Starting with the line that contains "the goat's hind", copy every line through the end of the data below, exactly and with nothing added.

** START Given entries **

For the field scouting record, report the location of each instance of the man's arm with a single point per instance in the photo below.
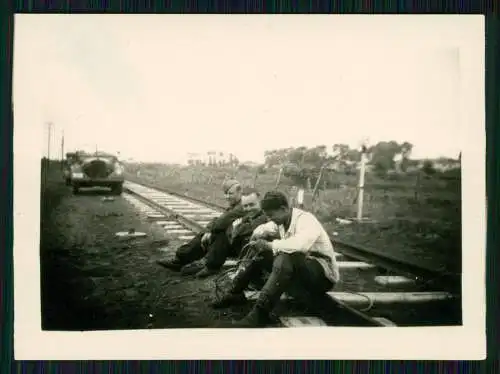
(222, 222)
(307, 232)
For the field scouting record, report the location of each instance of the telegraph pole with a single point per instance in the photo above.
(62, 149)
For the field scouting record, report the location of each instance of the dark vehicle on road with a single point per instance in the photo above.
(97, 169)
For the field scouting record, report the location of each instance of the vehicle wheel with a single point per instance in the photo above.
(117, 189)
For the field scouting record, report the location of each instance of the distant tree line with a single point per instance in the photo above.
(383, 158)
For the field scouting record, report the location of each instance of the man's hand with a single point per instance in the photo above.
(205, 239)
(262, 245)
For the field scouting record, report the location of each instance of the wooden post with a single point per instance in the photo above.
(254, 183)
(361, 184)
(417, 186)
(316, 186)
(279, 178)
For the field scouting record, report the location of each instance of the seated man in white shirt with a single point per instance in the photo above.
(302, 258)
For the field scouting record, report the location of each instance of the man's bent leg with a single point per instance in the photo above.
(310, 284)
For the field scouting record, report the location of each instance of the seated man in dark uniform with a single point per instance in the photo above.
(302, 259)
(214, 236)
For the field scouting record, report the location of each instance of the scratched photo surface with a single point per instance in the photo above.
(184, 183)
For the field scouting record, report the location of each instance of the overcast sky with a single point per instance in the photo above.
(155, 87)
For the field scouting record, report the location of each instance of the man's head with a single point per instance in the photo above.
(275, 206)
(250, 200)
(232, 191)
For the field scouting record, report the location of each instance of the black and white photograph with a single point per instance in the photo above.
(249, 187)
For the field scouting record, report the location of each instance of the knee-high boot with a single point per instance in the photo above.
(277, 283)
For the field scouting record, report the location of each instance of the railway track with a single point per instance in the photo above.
(373, 284)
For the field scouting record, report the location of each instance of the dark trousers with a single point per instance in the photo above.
(216, 253)
(294, 273)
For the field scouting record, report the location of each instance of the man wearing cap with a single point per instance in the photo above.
(302, 260)
(188, 256)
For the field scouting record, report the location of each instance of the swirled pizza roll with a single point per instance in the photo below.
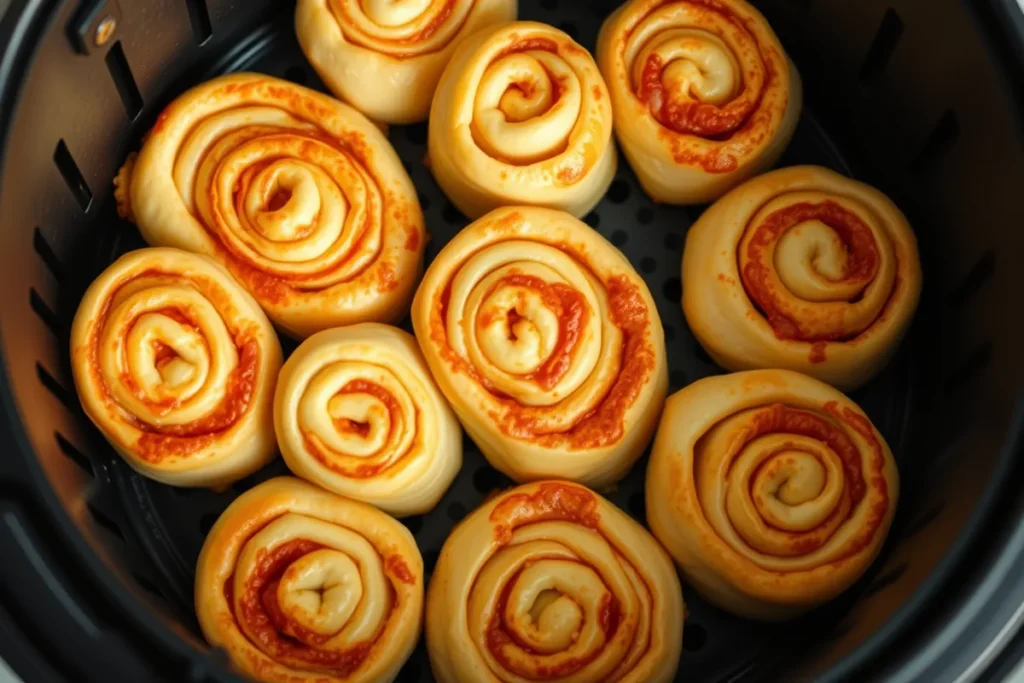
(386, 56)
(704, 93)
(300, 586)
(176, 366)
(772, 491)
(521, 117)
(547, 343)
(357, 413)
(805, 269)
(299, 196)
(550, 582)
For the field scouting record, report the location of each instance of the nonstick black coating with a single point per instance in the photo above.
(168, 525)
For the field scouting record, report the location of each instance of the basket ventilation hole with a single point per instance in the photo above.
(44, 312)
(453, 216)
(702, 354)
(104, 521)
(742, 673)
(971, 367)
(619, 191)
(117, 63)
(199, 17)
(921, 522)
(296, 74)
(73, 454)
(414, 523)
(54, 387)
(457, 511)
(886, 580)
(938, 143)
(47, 255)
(147, 586)
(207, 521)
(979, 273)
(73, 176)
(417, 133)
(487, 479)
(430, 560)
(882, 49)
(694, 637)
(673, 290)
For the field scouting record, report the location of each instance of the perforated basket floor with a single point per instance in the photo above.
(166, 526)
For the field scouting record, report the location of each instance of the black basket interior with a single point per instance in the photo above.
(931, 127)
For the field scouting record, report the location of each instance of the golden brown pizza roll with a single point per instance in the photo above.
(802, 268)
(773, 491)
(176, 366)
(385, 56)
(300, 586)
(299, 196)
(521, 116)
(550, 582)
(547, 343)
(357, 413)
(704, 93)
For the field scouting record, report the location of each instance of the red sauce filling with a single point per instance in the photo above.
(273, 288)
(862, 262)
(499, 637)
(278, 633)
(570, 308)
(328, 458)
(528, 45)
(689, 117)
(157, 443)
(744, 122)
(604, 424)
(551, 502)
(782, 419)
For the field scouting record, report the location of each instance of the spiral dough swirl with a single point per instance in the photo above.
(805, 269)
(704, 94)
(386, 56)
(298, 585)
(772, 491)
(299, 196)
(547, 344)
(522, 117)
(550, 582)
(357, 413)
(176, 366)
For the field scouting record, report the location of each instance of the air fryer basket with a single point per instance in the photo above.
(915, 96)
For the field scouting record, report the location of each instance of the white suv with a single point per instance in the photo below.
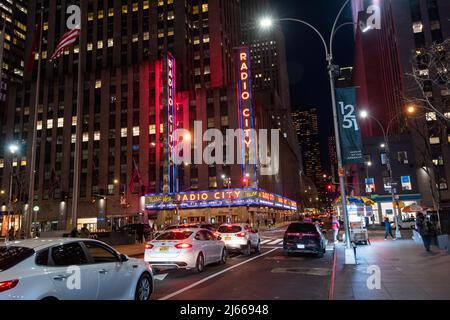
(240, 237)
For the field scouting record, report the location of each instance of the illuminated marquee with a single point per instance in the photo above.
(171, 112)
(219, 198)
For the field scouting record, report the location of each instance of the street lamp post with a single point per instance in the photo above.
(227, 183)
(385, 145)
(267, 23)
(13, 148)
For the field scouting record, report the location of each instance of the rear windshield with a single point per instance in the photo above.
(10, 256)
(230, 229)
(302, 227)
(175, 235)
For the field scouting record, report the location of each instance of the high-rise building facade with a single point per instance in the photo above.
(307, 127)
(13, 30)
(383, 68)
(124, 49)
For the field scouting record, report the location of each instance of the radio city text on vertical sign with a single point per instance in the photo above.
(245, 93)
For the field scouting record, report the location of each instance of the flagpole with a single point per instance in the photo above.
(29, 211)
(78, 141)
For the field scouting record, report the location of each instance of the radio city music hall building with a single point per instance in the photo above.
(148, 67)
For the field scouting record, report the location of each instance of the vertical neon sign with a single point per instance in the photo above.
(171, 118)
(244, 95)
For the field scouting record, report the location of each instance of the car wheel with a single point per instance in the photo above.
(143, 288)
(200, 264)
(224, 256)
(258, 247)
(248, 249)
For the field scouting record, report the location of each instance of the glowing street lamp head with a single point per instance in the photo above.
(13, 148)
(411, 109)
(266, 23)
(364, 114)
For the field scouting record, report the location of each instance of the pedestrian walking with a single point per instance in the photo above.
(84, 232)
(140, 232)
(74, 233)
(388, 229)
(425, 229)
(335, 225)
(11, 234)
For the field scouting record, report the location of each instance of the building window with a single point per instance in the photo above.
(383, 158)
(435, 140)
(418, 27)
(402, 157)
(430, 116)
(406, 183)
(386, 184)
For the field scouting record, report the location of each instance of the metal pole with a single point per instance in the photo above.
(78, 143)
(339, 156)
(29, 212)
(9, 202)
(398, 235)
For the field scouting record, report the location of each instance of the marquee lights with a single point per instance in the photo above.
(219, 198)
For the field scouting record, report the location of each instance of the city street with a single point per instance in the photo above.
(266, 276)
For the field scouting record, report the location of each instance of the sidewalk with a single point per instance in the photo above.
(408, 272)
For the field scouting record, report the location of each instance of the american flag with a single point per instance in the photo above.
(67, 39)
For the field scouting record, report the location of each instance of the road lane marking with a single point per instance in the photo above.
(215, 275)
(160, 277)
(275, 241)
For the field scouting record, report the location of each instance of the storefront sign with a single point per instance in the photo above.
(219, 198)
(171, 116)
(244, 95)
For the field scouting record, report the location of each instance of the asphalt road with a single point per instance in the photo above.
(265, 276)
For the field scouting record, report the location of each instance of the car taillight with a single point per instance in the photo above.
(6, 285)
(183, 246)
(293, 234)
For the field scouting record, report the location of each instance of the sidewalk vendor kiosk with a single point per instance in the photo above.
(359, 212)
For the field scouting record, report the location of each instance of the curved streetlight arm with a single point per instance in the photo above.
(334, 30)
(315, 30)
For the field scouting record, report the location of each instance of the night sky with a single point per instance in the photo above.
(306, 56)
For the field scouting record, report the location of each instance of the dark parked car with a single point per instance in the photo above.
(133, 229)
(304, 237)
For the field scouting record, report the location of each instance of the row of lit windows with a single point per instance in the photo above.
(23, 162)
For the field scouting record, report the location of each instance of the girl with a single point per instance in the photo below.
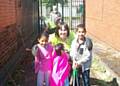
(61, 67)
(43, 59)
(81, 53)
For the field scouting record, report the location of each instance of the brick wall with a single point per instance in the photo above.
(102, 21)
(7, 30)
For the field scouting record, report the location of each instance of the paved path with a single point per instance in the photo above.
(107, 60)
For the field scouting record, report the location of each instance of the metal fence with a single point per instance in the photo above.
(72, 11)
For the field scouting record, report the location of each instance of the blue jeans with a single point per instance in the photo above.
(41, 77)
(86, 78)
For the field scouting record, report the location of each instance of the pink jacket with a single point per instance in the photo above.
(43, 58)
(60, 70)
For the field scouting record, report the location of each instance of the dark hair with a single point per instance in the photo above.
(58, 48)
(80, 26)
(59, 26)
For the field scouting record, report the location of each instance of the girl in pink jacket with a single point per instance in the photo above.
(43, 59)
(61, 67)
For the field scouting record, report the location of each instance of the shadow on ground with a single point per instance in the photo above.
(97, 82)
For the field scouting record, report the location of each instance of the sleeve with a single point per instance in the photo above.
(73, 50)
(34, 50)
(85, 57)
(89, 43)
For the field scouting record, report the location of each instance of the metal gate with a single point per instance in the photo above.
(72, 11)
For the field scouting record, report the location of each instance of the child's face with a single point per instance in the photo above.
(43, 41)
(63, 33)
(81, 33)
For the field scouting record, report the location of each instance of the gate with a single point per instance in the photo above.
(72, 11)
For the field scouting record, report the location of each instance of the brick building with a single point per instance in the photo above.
(103, 21)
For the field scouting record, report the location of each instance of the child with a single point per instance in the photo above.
(61, 67)
(81, 53)
(43, 59)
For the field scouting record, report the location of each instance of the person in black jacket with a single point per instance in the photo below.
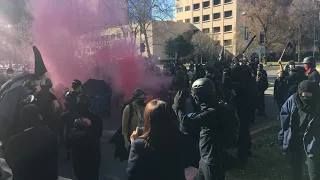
(160, 148)
(203, 92)
(33, 153)
(85, 141)
(309, 64)
(70, 112)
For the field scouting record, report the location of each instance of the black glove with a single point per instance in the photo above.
(180, 98)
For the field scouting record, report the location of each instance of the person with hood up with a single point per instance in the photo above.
(299, 118)
(48, 105)
(294, 79)
(33, 153)
(203, 92)
(309, 64)
(85, 141)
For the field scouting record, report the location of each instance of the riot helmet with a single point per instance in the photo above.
(83, 103)
(76, 84)
(203, 91)
(310, 61)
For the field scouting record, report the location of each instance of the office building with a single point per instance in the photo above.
(218, 17)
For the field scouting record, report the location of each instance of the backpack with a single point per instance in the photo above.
(117, 139)
(230, 124)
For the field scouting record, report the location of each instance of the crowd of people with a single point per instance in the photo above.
(161, 135)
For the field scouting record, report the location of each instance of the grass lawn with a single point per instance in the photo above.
(267, 162)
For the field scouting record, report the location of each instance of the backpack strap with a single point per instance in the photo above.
(130, 118)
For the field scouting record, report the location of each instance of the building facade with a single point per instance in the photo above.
(218, 17)
(158, 32)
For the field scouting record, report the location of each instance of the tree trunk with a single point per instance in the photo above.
(147, 43)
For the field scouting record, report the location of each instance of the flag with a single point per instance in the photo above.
(289, 48)
(221, 54)
(40, 68)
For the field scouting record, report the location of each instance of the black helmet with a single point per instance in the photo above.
(76, 84)
(260, 66)
(47, 83)
(203, 90)
(310, 61)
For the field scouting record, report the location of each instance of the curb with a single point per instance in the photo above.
(192, 172)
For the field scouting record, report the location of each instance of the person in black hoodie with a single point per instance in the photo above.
(300, 130)
(160, 148)
(294, 79)
(33, 153)
(203, 92)
(69, 114)
(85, 141)
(309, 64)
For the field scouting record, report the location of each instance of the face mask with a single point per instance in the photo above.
(291, 67)
(141, 102)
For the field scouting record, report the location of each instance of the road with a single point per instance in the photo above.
(112, 169)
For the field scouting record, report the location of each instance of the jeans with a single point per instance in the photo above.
(313, 168)
(210, 172)
(297, 160)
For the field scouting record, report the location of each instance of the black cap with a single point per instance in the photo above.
(310, 61)
(76, 84)
(138, 92)
(47, 83)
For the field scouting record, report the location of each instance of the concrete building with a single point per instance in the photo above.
(157, 33)
(218, 17)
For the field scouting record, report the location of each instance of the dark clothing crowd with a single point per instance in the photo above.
(297, 95)
(163, 137)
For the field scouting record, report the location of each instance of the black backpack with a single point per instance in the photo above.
(230, 124)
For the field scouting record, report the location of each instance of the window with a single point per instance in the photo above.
(216, 29)
(228, 14)
(227, 42)
(206, 4)
(216, 2)
(228, 28)
(216, 16)
(206, 18)
(206, 30)
(196, 6)
(196, 19)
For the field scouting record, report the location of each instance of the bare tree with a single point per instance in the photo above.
(204, 45)
(268, 17)
(145, 12)
(304, 19)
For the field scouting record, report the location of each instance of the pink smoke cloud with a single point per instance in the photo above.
(56, 28)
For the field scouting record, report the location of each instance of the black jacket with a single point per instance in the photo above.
(210, 134)
(33, 154)
(314, 76)
(153, 164)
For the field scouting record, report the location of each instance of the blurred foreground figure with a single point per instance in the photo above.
(216, 129)
(309, 64)
(300, 130)
(85, 141)
(33, 153)
(160, 151)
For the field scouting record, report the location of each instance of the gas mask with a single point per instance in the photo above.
(141, 101)
(291, 67)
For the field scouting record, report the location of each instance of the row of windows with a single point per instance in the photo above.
(205, 4)
(216, 16)
(227, 28)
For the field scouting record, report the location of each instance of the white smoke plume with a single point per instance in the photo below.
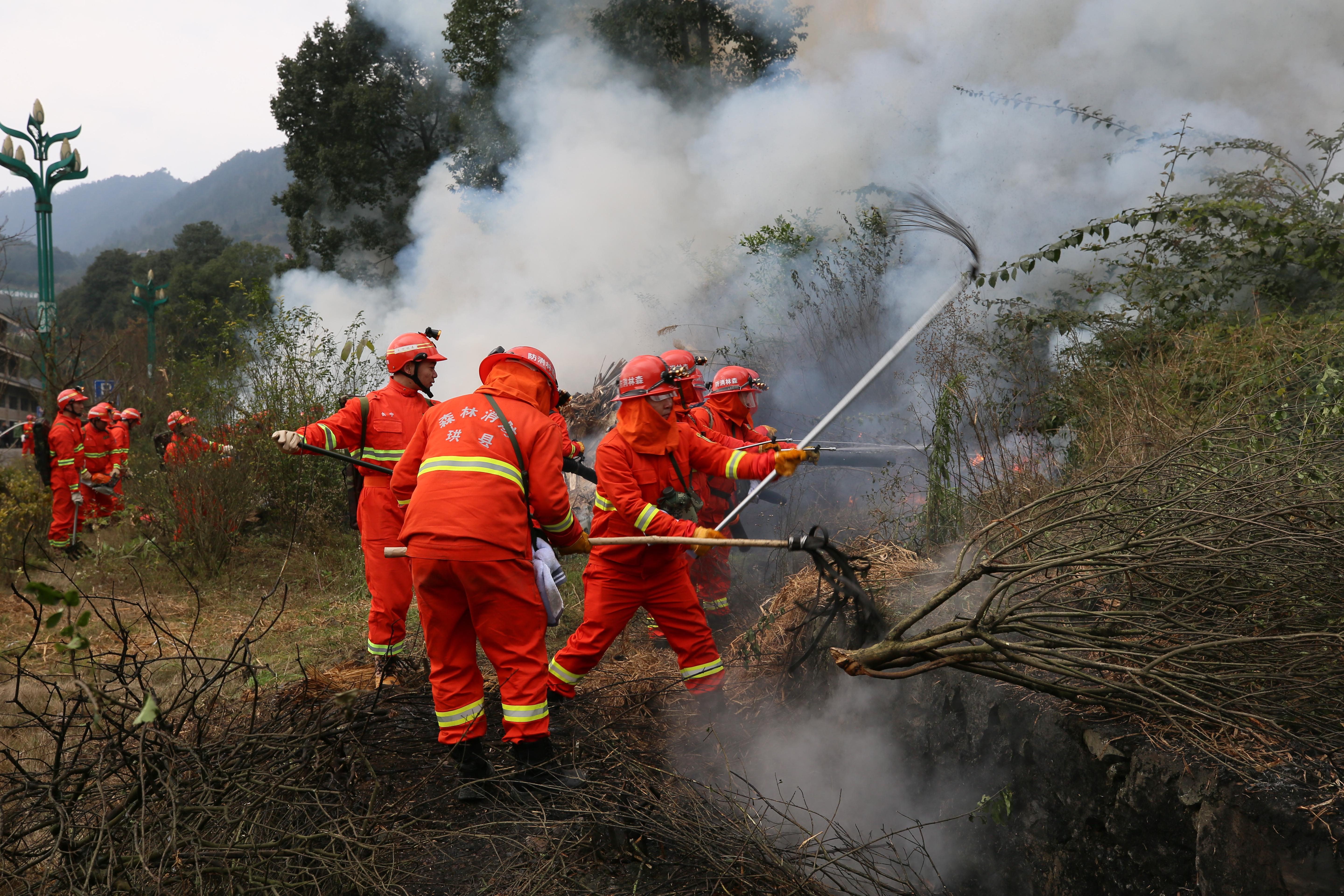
(622, 213)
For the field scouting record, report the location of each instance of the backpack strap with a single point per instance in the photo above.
(518, 453)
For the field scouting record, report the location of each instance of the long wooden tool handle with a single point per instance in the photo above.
(661, 539)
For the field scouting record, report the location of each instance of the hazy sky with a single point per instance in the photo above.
(157, 85)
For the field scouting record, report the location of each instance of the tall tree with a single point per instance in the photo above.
(365, 120)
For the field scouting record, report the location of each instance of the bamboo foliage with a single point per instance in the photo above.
(1202, 588)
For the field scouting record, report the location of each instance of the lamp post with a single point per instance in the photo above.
(150, 298)
(44, 181)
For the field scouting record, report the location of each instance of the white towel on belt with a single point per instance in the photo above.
(550, 575)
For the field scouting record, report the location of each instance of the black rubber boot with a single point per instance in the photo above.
(472, 768)
(538, 770)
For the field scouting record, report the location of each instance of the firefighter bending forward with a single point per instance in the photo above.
(644, 456)
(467, 534)
(385, 420)
(66, 441)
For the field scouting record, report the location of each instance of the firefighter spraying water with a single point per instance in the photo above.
(375, 429)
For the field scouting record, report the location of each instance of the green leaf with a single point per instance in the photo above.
(45, 593)
(148, 713)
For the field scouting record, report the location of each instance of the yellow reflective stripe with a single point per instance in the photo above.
(730, 469)
(462, 717)
(386, 649)
(646, 518)
(564, 675)
(702, 671)
(562, 526)
(472, 465)
(526, 714)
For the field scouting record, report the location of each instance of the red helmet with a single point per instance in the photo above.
(693, 385)
(737, 379)
(412, 347)
(70, 396)
(650, 375)
(526, 355)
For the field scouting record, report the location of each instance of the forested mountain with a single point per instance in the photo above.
(147, 211)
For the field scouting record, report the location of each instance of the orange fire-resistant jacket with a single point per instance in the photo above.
(120, 444)
(187, 449)
(720, 496)
(630, 486)
(460, 477)
(393, 414)
(66, 441)
(99, 449)
(569, 448)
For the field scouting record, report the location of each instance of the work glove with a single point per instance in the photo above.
(582, 546)
(788, 460)
(702, 532)
(290, 442)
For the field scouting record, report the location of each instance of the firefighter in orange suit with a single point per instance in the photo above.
(468, 477)
(66, 445)
(100, 444)
(728, 412)
(187, 445)
(123, 422)
(642, 464)
(381, 424)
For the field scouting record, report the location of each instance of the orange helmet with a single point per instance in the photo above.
(650, 375)
(70, 396)
(412, 347)
(737, 379)
(534, 358)
(693, 390)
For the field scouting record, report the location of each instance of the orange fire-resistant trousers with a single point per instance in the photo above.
(389, 578)
(62, 518)
(97, 504)
(611, 597)
(495, 602)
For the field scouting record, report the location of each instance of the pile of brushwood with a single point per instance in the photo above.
(1201, 590)
(132, 762)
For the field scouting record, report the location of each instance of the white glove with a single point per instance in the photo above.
(290, 442)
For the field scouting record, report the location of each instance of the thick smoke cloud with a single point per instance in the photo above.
(622, 213)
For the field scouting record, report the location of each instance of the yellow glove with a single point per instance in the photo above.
(582, 546)
(788, 461)
(701, 532)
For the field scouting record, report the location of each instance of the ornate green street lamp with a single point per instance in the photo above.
(44, 181)
(150, 298)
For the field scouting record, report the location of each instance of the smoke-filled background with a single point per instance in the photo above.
(623, 209)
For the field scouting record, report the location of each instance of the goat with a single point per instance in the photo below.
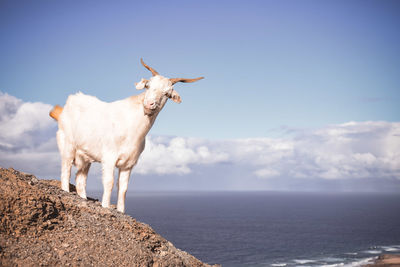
(113, 133)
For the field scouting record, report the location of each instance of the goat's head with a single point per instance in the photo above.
(159, 89)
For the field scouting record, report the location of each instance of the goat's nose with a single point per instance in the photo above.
(151, 104)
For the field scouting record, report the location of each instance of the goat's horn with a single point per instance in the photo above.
(183, 80)
(153, 71)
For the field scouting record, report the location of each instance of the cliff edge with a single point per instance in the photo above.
(42, 225)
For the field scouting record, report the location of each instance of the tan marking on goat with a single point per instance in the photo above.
(56, 112)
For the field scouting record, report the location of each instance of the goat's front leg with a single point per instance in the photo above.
(80, 179)
(66, 164)
(108, 183)
(123, 181)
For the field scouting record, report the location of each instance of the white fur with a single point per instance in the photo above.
(114, 134)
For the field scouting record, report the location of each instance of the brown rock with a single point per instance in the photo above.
(42, 225)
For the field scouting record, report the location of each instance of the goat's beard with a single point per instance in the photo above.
(149, 112)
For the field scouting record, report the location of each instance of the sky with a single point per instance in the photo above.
(297, 95)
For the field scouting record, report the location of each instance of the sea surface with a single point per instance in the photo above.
(274, 229)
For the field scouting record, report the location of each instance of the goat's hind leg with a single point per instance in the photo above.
(67, 156)
(123, 181)
(108, 183)
(81, 176)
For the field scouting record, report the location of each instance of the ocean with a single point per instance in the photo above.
(274, 229)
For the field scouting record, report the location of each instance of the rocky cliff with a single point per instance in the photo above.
(42, 225)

** END Given entries **

- [Written reply]:
For the field scouting record, report the location of each instance of the goat's hind leg with a single point per instance in the photo above.
(67, 156)
(123, 181)
(108, 183)
(81, 176)
For the field scouting record, report the location of each instance of the ocean with a single point per instance in the photo above.
(274, 229)
For the field scouting record, report the location of each instance of the rocky cliff with a single point per instance in the photo above.
(42, 225)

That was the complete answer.